### [AUFGABE]
Kopiere aus dem folgenden Artikel über die Affäre um Barrigues Schulbuchzeichnungen wortgetreu den Abschnitt zwischen „Daraufhin nimmt die“ und „Auflage vernichten lassen.“, beide eingeschlossen.

### [TEXTAUSZUG]
▼▼▼
Was sich so gut anliess, wird allerdings durch einen verblüffenden Skandal beeinträchtigt: Kurz vor den Sommerferien empörten sich die Genfer Lehrkräfte wegen einiger Illustrationen Barrigues, kurz darauf gefolgt vom Waadtland.

Erstaunlich, denn alle kennen den Mann und seine Lust am Provozieren. Falls die Wahl des Zeichners nicht top secret war, was wenig wahrscheinlich ist, kam der Aufschrei im Juni doch recht überraschend.

Daraufhin nimmt die Affäre ein solches Ausmass an, dass die Staatsräte in den Kantonen Genf und Waadt auf den Protest der Lehrerschaft eingehen und die gesamte Auflage vernichten lassen.

Die Bücher werden also neu gedruckt, diesmal ohne die beanstandeten Zeichnungen… Kosten der ganzen Angelegenheit: rund 420’000 Franken.

In den anderen Kantonen ist die Reaktion gemässigter: Im Wallis, in Freiburg, in Neuenburg und im Jura sowie im französischsprachigen Teil des Kantons Bern ist man nicht bereit, wegen einiger umstrittener Karikaturen Hunderttausende von Franken auszugeben.

Nur eine Zeichnung

Ein Morgen in der französischen Schule von Bern, Besuch bei einer 7. Klasse der Abteilung A. Wir sind in der Mathematikstunde mit Lehrer und Schuldirektor Michel Clémençon.

Das Besondere an dieser Schule ist, dass sie in einem deutschsprachigen Kantonsteil französischsprachigen Unterricht erteilt. Sie wird vor allem von Kindern von Bundesbeamten und ausländischen Diplomaten besucht.

Haben die Kinder etwas von der Affäre Barrigue gehört? Nur die wenigsten. Sie haben ihr Schulbuch erstmals gut zehn Tage vor diesem Treffen geöffnet.

Aber Barrigues Stil kennen sie, denn schon in der 6. Klasse hatten sie ein Mathematikbuch mit seinen Zeichnungen. «Da war eine mit einem abgeschnittenen Finger, die war wirklich sehr lustig», erinnert sich ein Schüler, offensichtlich nicht davon traumatisiert.

Von der «Gewalt»…

Und dieses Bild mit der Jahreszahl 2003, das einen Lehrer zeigt, der böse guckt, weil ein Schüler folgendes Poster aufgehängt hat: «Wanted, Mathematikprofessor, 10’000$, tot oder lebendig»: Was halten sie davon? Gelächter. Aber als sie hören, dass einige Lehrkräfte darin einen Aufruf zur Gewalt sahen, werden sie wieder ernst.

«Das ist daneben. Von einer solchen Zeichnung wird man nicht beeinflusst oder gar gewalttätig. Es ist nur eine Zeichnung, die bringt uns doch nicht dazu, einen Lehrer zu töten… Die Zeichnungen sind zwar sehr augenfällig, aber es ist und bleibt einfach ein Mathebuch», stellt Nicolas fest.
▲▲▲
### [Datensätze mit Koordinatenannotationen]
▼▼▼
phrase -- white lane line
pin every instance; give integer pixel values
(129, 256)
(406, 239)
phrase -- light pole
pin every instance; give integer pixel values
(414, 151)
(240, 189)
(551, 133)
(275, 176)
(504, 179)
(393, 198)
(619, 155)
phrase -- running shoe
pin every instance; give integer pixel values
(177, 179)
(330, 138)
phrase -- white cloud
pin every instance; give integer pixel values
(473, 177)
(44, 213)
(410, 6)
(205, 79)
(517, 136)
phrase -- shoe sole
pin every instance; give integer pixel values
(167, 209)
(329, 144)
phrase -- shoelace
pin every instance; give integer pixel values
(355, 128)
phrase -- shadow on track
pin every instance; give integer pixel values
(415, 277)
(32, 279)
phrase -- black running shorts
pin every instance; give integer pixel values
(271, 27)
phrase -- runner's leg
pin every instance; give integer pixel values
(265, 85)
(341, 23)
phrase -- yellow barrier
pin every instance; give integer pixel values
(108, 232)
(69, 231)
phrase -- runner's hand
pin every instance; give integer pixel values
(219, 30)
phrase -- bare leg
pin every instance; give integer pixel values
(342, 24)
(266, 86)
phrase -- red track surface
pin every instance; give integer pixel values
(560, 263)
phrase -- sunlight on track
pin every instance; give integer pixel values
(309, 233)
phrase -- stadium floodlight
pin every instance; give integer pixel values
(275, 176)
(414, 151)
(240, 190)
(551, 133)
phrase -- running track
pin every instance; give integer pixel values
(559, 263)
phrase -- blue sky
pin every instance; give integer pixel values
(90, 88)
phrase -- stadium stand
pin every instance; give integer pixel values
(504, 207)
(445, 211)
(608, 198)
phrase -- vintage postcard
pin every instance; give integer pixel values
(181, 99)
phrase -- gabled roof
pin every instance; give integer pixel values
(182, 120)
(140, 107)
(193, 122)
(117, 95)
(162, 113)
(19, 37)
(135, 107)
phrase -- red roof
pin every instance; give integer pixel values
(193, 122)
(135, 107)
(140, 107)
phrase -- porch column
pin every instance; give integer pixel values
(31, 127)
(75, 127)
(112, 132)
▲▲▲
### [LÖSUNG]
Daraufhin nimmt die Affäre ein solches Ausmass an, dass die Staatsräte in den Kantonen Genf und Waadt auf den Protest der Lehrerschaft eingehen und die gesamte Auflage vernichten lassen.